**Work to be completed**
Scale the stretch of lines from the one containing "pinpoint every lighthouse" through the one containing "[0,405,1080,689]", writing out every line again with the requests included. Multiply each bounding-box coordinate in the answers by 0.4 and round it to a whole number, with halves rounding up.

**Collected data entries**
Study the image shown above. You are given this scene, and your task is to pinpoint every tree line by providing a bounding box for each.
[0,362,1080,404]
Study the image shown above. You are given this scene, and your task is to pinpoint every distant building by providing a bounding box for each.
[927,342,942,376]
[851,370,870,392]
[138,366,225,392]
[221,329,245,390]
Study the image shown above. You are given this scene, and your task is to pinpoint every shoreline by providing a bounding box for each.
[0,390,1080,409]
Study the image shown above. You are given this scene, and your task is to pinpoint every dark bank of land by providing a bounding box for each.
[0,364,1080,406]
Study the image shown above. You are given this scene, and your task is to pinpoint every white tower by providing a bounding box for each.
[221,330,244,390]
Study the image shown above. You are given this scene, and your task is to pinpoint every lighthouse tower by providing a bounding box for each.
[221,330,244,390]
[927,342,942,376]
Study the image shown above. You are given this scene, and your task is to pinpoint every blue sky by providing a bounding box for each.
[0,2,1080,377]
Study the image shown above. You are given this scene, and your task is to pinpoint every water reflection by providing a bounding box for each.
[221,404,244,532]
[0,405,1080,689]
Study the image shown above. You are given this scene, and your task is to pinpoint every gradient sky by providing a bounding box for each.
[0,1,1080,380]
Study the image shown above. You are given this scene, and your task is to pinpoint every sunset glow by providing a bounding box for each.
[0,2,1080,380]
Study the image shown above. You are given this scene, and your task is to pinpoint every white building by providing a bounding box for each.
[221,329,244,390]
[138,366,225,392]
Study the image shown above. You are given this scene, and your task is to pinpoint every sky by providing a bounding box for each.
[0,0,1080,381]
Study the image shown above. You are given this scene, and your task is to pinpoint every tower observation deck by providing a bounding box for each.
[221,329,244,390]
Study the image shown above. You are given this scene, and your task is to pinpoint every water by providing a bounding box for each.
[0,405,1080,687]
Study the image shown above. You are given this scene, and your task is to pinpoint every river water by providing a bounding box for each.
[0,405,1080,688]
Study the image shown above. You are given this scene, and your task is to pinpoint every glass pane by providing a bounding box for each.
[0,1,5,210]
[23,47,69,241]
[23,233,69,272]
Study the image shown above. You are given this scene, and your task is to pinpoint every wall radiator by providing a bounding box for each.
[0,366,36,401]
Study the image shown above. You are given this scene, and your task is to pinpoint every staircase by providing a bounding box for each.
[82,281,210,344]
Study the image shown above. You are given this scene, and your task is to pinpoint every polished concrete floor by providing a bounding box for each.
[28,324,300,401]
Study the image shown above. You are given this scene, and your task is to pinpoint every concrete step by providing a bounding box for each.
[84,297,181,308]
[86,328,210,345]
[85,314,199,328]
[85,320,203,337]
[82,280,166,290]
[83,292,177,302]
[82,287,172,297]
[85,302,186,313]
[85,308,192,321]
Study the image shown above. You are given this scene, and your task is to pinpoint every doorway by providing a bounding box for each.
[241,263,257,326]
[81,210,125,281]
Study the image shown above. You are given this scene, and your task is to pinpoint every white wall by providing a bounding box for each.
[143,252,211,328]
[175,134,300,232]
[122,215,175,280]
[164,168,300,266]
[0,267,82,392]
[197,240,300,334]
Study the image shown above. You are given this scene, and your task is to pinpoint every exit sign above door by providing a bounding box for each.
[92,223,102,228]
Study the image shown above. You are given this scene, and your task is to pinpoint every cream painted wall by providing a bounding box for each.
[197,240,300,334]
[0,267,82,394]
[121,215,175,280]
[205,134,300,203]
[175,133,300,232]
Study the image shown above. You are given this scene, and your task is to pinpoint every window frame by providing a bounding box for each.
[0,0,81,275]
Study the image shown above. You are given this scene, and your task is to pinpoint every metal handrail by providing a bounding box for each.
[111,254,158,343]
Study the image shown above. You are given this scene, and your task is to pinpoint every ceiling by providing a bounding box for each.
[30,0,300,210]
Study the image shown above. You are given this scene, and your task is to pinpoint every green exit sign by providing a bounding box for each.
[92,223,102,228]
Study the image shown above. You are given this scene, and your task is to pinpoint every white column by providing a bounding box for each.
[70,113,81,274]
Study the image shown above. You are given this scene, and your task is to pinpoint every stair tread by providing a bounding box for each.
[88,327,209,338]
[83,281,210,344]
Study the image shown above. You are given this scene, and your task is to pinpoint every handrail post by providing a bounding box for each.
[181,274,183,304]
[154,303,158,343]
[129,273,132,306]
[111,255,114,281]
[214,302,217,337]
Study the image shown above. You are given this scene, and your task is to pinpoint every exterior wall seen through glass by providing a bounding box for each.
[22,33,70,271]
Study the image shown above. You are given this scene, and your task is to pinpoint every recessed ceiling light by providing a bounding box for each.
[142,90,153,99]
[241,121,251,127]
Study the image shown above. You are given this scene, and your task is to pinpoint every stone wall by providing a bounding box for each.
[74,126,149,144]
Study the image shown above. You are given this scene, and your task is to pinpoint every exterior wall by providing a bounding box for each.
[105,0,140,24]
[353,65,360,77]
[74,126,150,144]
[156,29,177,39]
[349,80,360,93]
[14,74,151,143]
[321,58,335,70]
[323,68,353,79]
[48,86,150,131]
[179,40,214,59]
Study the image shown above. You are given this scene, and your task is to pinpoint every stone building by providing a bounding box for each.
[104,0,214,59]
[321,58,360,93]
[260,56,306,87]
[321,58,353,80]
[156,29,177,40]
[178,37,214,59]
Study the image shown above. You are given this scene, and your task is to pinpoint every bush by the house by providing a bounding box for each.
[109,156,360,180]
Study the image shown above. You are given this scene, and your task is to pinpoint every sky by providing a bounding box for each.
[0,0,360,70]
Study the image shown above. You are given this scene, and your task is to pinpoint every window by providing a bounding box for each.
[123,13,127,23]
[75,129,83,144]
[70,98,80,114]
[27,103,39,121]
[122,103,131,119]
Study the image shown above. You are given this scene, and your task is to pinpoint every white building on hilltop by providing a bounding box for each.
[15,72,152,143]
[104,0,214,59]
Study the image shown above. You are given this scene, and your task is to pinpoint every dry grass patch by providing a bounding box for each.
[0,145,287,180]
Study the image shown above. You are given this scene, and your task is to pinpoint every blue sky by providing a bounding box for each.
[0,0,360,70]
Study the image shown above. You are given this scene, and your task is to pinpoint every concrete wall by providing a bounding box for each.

**Solution to this problem**
Study the image shown above. You are given this scene, and your task is to pinpoint every lighthouse tower by providing a bounding box for each.
[88,132,98,156]
[371,137,377,150]
Study the image shown above. You are given this scene, and your task is to pinpoint every blue sky by providing a bounding box for each.
[0,1,432,151]
Study the image shown above. You are given this scene, and your task is to pinpoint every water reflection by providing a bounding box for each.
[88,162,98,213]
[0,162,432,276]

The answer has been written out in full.